About this task: Identify every line in the rows below that contains the string "rough", and copy each of those lines. Case counts.
--
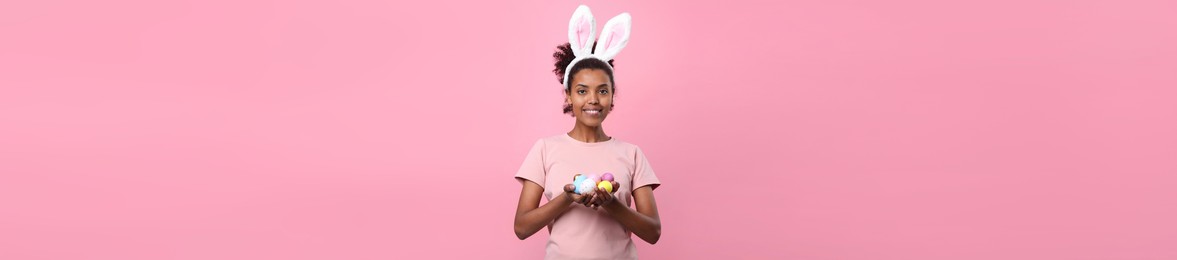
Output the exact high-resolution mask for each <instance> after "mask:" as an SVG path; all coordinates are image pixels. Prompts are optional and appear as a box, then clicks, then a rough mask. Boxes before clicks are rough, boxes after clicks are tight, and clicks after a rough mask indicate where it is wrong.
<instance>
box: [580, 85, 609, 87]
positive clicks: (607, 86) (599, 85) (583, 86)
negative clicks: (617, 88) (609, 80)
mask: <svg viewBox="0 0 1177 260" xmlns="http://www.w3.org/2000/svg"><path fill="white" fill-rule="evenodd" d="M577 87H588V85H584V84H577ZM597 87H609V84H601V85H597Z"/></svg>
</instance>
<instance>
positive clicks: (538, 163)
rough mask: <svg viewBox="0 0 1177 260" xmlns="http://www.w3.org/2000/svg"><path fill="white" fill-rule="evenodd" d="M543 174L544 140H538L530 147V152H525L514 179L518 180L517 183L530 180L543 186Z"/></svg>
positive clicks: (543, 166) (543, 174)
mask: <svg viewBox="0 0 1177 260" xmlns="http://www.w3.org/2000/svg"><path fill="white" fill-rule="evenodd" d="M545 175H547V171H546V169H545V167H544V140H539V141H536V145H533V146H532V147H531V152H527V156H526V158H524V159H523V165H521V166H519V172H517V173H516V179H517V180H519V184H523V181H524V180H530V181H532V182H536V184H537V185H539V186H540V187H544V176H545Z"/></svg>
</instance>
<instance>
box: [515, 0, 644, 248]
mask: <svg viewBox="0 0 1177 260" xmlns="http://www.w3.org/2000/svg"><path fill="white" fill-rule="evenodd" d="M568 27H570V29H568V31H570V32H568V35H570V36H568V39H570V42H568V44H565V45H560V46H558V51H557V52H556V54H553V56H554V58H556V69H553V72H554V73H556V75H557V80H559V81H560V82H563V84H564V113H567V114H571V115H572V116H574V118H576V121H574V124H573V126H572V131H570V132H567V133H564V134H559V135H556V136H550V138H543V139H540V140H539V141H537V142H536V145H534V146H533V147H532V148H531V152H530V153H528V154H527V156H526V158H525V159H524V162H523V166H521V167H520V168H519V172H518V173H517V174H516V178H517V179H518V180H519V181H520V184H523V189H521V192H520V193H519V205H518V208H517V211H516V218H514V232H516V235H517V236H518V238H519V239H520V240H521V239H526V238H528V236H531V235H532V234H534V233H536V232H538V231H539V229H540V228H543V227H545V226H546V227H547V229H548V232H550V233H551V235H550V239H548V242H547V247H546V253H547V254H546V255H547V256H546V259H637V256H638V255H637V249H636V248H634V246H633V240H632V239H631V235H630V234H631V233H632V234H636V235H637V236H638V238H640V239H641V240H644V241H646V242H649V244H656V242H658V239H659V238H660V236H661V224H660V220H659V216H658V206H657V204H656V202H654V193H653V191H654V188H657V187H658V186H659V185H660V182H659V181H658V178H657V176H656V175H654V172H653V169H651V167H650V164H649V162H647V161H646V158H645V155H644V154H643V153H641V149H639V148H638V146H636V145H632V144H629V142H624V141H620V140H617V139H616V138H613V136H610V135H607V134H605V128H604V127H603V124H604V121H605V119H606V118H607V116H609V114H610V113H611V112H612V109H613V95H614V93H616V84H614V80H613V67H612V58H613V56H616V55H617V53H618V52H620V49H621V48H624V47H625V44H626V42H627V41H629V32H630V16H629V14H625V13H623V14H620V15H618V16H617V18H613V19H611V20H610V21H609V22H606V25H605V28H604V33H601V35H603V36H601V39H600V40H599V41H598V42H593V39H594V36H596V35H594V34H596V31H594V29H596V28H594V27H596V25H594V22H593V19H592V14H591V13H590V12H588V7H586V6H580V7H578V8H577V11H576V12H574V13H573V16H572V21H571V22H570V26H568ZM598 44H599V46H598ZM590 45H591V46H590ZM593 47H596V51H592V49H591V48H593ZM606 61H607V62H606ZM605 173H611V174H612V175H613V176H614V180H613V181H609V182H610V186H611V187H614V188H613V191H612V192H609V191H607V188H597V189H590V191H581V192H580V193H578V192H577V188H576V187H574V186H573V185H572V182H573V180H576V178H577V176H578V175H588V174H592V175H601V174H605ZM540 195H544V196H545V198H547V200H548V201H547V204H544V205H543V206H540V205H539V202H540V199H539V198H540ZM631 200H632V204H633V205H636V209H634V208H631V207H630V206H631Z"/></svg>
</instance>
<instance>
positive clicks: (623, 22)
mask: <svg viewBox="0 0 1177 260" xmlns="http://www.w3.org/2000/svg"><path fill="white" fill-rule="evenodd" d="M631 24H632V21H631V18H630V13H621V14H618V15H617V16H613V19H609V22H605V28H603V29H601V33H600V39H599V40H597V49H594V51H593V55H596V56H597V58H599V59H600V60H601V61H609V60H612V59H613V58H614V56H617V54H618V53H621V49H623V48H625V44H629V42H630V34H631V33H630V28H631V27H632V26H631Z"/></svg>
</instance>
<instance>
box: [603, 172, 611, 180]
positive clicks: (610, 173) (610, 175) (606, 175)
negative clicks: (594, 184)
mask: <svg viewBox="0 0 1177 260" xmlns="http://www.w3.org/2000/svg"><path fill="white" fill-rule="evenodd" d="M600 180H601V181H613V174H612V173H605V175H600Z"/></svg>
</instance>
--
Answer to this exercise:
Output the exact high-resolution mask for each <instance> after "mask:" as an SVG path; all coordinates are image pixels. Prompts are optional and appear as a box, then clicks, then a rough mask. Boxes before clicks are rough, boxes after clicks are tight, and clicks after a rough mask indicate where it is wrong.
rough mask: <svg viewBox="0 0 1177 260" xmlns="http://www.w3.org/2000/svg"><path fill="white" fill-rule="evenodd" d="M543 174L544 140H538L530 147V152H525L514 179L518 180L517 183L530 180L543 186Z"/></svg>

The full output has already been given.